>>>

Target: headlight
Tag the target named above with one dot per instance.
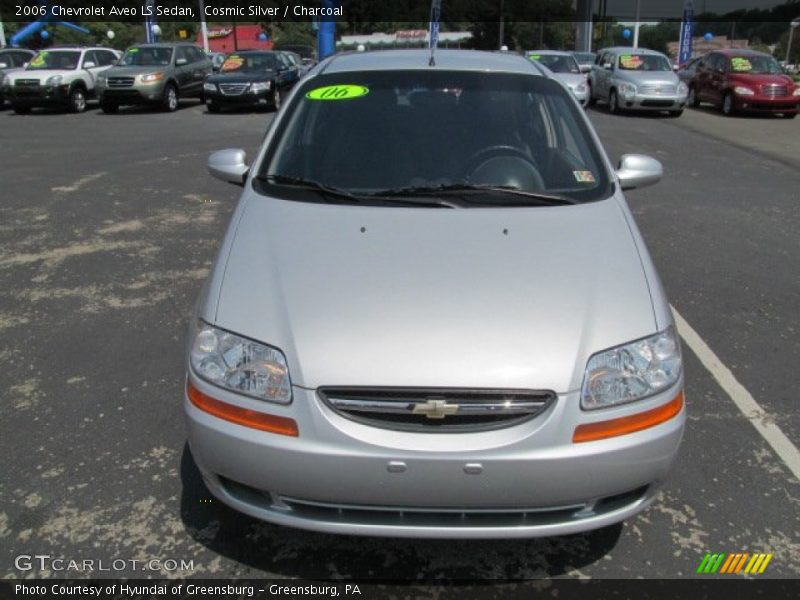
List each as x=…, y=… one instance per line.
x=240, y=365
x=152, y=77
x=627, y=89
x=632, y=371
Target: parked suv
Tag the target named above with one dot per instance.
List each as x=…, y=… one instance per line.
x=155, y=74
x=12, y=60
x=744, y=80
x=60, y=76
x=636, y=79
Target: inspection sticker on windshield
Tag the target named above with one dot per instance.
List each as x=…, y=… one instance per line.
x=630, y=61
x=741, y=64
x=338, y=92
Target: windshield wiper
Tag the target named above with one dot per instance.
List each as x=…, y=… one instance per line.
x=533, y=198
x=344, y=195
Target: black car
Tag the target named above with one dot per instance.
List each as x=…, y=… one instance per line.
x=250, y=78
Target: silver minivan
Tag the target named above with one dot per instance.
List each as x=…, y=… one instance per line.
x=636, y=79
x=432, y=314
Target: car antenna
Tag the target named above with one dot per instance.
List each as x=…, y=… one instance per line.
x=433, y=29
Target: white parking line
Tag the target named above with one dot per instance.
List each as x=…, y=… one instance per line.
x=759, y=418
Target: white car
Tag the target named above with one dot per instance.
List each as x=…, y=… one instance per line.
x=61, y=76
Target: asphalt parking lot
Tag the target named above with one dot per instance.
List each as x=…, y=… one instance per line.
x=108, y=225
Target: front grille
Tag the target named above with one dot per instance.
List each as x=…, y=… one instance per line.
x=446, y=410
x=659, y=103
x=120, y=82
x=233, y=89
x=774, y=90
x=657, y=89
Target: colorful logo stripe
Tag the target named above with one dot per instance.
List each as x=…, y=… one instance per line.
x=738, y=562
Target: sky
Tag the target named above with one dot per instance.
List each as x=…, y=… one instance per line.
x=657, y=9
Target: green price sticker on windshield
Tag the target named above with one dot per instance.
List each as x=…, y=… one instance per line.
x=338, y=92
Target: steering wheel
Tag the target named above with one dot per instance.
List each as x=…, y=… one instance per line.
x=504, y=165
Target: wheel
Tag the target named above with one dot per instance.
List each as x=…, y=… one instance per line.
x=516, y=169
x=77, y=99
x=613, y=103
x=590, y=99
x=727, y=105
x=691, y=99
x=169, y=101
x=276, y=98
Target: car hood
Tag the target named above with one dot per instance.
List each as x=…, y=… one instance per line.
x=506, y=298
x=761, y=79
x=649, y=77
x=571, y=79
x=240, y=77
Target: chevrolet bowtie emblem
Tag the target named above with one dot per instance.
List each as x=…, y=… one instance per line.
x=435, y=409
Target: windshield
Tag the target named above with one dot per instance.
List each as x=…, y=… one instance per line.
x=410, y=131
x=643, y=62
x=54, y=59
x=248, y=63
x=756, y=65
x=146, y=56
x=557, y=63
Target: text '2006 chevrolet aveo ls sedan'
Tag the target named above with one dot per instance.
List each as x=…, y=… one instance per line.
x=432, y=314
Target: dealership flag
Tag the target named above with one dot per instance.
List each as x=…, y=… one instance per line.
x=687, y=30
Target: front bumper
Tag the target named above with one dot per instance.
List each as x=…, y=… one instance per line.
x=43, y=95
x=144, y=94
x=767, y=104
x=248, y=98
x=652, y=102
x=340, y=476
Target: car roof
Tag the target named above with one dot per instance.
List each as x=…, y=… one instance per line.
x=629, y=50
x=550, y=52
x=445, y=60
x=740, y=52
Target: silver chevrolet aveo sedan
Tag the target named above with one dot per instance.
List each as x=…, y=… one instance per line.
x=432, y=314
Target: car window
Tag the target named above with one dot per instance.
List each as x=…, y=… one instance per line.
x=643, y=62
x=105, y=57
x=755, y=65
x=372, y=131
x=55, y=59
x=557, y=63
x=140, y=56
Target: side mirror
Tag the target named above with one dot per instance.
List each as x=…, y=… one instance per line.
x=229, y=165
x=638, y=170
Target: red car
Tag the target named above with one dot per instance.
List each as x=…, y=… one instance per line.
x=744, y=80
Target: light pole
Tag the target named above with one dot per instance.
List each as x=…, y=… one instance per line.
x=792, y=26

<<<

=== WHAT YOU HAVE TO DO ===
What belongs in the answer is each line from the listing above that contains "aveo".

=== EXERCISE OUTPUT ===
Target: text '2006 chevrolet aveo ls sedan'
Target: silver chevrolet aveo sedan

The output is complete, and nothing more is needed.